Task requirements:
For each line below that includes the string "cooler", show the whole line.

Task material below:

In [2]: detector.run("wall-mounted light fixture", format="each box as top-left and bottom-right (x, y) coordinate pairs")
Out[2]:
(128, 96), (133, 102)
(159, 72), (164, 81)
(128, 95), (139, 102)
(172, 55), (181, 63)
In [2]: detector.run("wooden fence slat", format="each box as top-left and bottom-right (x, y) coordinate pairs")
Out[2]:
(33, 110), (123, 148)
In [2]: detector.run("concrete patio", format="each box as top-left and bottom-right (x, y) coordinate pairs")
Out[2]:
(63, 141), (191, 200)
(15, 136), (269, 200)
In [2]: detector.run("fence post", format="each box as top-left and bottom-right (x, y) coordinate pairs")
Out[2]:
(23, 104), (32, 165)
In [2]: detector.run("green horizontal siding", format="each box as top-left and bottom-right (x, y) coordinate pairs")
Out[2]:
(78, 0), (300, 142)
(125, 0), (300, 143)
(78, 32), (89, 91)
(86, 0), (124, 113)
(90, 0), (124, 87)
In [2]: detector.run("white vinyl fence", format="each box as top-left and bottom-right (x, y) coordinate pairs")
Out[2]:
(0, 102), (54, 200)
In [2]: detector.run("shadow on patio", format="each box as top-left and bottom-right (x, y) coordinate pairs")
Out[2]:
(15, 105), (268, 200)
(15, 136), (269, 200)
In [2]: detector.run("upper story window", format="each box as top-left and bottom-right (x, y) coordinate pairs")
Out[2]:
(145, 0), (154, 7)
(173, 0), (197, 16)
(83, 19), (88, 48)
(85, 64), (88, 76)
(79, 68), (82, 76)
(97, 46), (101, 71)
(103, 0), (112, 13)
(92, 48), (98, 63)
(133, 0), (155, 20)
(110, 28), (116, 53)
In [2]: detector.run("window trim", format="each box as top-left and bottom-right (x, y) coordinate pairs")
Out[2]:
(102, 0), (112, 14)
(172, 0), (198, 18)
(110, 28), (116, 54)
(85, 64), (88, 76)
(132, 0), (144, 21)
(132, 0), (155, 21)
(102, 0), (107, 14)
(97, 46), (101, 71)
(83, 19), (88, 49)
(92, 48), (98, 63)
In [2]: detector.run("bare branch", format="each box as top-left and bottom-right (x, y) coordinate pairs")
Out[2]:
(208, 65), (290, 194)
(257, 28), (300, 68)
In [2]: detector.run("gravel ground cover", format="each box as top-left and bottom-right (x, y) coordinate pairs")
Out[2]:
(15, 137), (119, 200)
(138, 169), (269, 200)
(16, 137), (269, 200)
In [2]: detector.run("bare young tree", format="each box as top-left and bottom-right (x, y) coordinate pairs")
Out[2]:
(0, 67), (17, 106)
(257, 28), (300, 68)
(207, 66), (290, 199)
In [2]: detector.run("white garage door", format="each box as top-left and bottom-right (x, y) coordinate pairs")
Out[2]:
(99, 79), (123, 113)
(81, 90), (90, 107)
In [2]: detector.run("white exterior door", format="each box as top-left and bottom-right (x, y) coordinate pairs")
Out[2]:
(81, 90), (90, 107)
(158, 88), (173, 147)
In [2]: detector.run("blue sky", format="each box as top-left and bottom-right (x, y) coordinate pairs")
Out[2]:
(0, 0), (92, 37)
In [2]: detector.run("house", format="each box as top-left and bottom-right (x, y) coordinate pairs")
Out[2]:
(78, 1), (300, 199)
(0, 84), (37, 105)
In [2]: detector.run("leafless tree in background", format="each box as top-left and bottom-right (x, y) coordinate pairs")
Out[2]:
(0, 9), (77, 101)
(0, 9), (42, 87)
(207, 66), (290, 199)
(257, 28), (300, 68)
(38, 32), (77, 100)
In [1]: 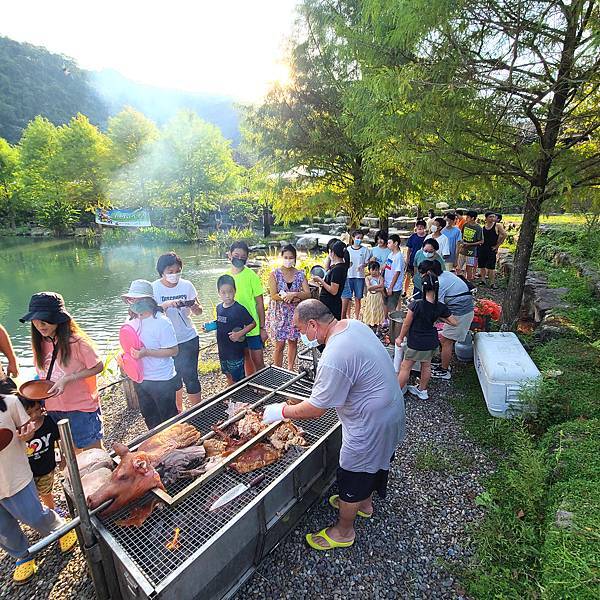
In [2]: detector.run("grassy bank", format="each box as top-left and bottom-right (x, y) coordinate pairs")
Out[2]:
(452, 229), (600, 599)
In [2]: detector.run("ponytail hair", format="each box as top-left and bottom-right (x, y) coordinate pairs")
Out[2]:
(422, 273), (440, 304)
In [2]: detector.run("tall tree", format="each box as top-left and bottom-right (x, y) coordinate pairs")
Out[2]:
(0, 138), (22, 229)
(53, 114), (111, 222)
(353, 0), (600, 327)
(244, 0), (400, 227)
(106, 107), (159, 207)
(156, 110), (241, 238)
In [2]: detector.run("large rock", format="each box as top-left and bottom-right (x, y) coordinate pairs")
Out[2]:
(296, 235), (319, 250)
(304, 227), (320, 234)
(523, 271), (570, 323)
(335, 216), (349, 224)
(361, 217), (380, 228)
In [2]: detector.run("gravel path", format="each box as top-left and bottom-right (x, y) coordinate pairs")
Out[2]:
(1, 339), (495, 599)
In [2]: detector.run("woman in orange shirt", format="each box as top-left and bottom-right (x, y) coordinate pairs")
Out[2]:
(20, 292), (104, 452)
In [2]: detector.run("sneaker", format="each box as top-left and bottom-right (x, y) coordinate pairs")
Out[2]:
(431, 366), (452, 380)
(13, 558), (37, 585)
(59, 529), (78, 553)
(407, 385), (429, 400)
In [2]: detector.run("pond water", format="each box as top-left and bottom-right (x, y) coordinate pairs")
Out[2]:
(0, 237), (230, 376)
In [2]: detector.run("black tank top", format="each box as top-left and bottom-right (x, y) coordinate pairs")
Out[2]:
(483, 224), (499, 248)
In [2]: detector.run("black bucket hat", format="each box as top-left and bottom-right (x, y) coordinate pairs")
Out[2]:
(20, 292), (72, 324)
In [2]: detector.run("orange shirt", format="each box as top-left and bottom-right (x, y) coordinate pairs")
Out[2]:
(36, 336), (101, 413)
(456, 216), (467, 231)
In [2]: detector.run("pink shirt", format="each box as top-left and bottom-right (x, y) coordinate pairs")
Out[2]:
(35, 336), (101, 413)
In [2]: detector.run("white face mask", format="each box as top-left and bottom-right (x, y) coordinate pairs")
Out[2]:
(424, 251), (434, 258)
(300, 323), (319, 349)
(282, 258), (295, 268)
(430, 225), (438, 233)
(165, 272), (181, 284)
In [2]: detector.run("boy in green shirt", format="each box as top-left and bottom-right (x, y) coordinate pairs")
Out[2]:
(228, 241), (267, 376)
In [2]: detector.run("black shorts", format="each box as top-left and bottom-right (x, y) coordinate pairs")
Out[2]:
(174, 336), (201, 394)
(337, 466), (390, 503)
(478, 249), (498, 270)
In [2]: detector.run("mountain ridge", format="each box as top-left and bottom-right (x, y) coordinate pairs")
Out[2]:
(0, 36), (240, 144)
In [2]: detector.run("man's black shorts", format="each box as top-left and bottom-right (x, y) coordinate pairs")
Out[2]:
(337, 466), (390, 503)
(477, 249), (497, 270)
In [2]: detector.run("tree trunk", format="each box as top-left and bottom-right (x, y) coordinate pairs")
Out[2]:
(378, 214), (389, 233)
(263, 205), (272, 237)
(501, 192), (542, 329)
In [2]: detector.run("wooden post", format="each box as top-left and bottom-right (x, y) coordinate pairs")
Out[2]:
(121, 376), (139, 410)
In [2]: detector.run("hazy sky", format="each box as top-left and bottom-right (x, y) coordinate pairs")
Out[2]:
(0, 0), (298, 101)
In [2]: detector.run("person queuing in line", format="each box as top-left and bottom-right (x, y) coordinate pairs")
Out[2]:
(382, 234), (405, 325)
(19, 396), (60, 510)
(213, 275), (256, 385)
(455, 209), (467, 231)
(342, 230), (371, 320)
(456, 210), (484, 280)
(442, 213), (463, 270)
(477, 212), (507, 288)
(412, 239), (446, 298)
(396, 273), (457, 400)
(228, 241), (267, 376)
(425, 217), (451, 263)
(404, 220), (427, 296)
(122, 280), (179, 430)
(362, 260), (386, 332)
(153, 252), (203, 410)
(0, 393), (77, 585)
(0, 324), (19, 394)
(262, 300), (405, 550)
(425, 209), (437, 232)
(266, 245), (311, 370)
(20, 293), (104, 452)
(371, 229), (390, 268)
(419, 260), (475, 381)
(312, 240), (348, 321)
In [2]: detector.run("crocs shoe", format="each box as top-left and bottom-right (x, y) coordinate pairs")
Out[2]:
(59, 529), (78, 553)
(13, 558), (37, 585)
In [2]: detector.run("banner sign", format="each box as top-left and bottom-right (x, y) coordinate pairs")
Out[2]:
(95, 208), (151, 227)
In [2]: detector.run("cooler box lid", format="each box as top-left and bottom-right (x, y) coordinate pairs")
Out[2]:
(474, 332), (540, 383)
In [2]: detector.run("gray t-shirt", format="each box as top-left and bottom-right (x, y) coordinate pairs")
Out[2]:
(437, 271), (475, 316)
(308, 320), (406, 473)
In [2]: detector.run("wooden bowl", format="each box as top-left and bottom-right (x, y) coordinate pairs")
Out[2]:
(18, 379), (56, 401)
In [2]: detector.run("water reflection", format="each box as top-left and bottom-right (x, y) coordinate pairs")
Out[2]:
(0, 237), (228, 372)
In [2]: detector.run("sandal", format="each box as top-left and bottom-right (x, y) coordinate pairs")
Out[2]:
(13, 558), (37, 585)
(59, 529), (78, 553)
(306, 527), (355, 551)
(328, 494), (372, 518)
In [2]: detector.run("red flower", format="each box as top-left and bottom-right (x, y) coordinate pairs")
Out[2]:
(475, 299), (502, 321)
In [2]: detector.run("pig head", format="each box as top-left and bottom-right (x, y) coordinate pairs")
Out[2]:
(87, 442), (165, 515)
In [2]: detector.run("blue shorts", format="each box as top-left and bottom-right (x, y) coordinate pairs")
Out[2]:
(220, 358), (245, 382)
(246, 334), (263, 350)
(48, 408), (103, 449)
(341, 278), (366, 300)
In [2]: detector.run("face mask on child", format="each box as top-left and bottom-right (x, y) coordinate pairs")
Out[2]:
(354, 238), (362, 246)
(430, 225), (438, 233)
(423, 251), (434, 258)
(164, 272), (181, 284)
(231, 257), (247, 269)
(282, 258), (295, 268)
(130, 299), (155, 315)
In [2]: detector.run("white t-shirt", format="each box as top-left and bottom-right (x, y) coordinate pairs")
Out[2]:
(383, 250), (405, 292)
(425, 233), (450, 258)
(129, 313), (177, 381)
(308, 321), (405, 473)
(152, 279), (199, 344)
(346, 245), (371, 279)
(0, 395), (33, 499)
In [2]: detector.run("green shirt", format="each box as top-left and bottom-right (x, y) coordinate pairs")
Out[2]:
(460, 223), (483, 257)
(413, 250), (445, 292)
(229, 267), (264, 337)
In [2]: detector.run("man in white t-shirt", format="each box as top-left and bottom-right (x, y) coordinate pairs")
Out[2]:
(263, 300), (405, 550)
(342, 230), (371, 320)
(153, 252), (203, 409)
(425, 217), (450, 261)
(382, 234), (405, 324)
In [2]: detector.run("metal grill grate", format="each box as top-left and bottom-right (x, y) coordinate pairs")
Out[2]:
(96, 367), (339, 588)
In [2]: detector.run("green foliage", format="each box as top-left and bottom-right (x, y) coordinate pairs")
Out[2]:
(0, 137), (23, 227)
(206, 227), (260, 249)
(198, 359), (221, 376)
(414, 443), (474, 473)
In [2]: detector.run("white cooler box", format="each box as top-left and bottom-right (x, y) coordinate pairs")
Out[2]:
(473, 332), (541, 418)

End of Task material.

Expected output:
In [2]: detector.run("cooler box lid", format="each box as top-left and bottom-right (x, y) coordinate pairs")
In [2]: detector.run("white cooler box", format="each box as top-left and bottom-right (x, y) coordinate pairs")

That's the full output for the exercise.